Quoted passage:
________

BACK TO BLOG

The Top 4 Risks of Using Your JMS’s Mobile Inmate Tracking App

Before investing in your jail management system's mobile inmate tracking application, it’s paramount for agencies to understand the risks of the “easy” solution—because the wrong choice isn’t just inefficient, it can undermine operations and staff confidence.
GUARDIAN RFID

Contributors:

Kenzie Koch |
Marketing Team Leader
12 min read

There are more than 18,000 police departments in the U.S, each of which must deploy and operate certain software applications to meet their primary mission of protecting and serving the public. The universal applications deployed by these agencies include computer-aided dispatch (CAD) and records management systems (RMS).

Full-service agencies will need more sophisticated applications, such as Automated License Plate Recognition (ALPR) systems or investigation software. However, approximately only one out of six of these agencies will need a jail management system (JMS).

________

Dataset content:
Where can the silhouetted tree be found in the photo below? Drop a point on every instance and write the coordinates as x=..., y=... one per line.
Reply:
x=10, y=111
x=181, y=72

________

Exercise: Transcribe the stretch of the article on mobile inmate tracking app risks from "Kenzie Koch |" through "management systems (RMS).", shown in the text above the listing.

Exercise answer:
Kenzie Koch |
Marketing Team Leader
12 min read

There are more than 18,000 police departments in the U.S, each of which must deploy and operate certain software applications to meet their primary mission of protecting and serving the public. The universal applications deployed by these agencies include computer-aided dispatch (CAD) and records management systems (RMS).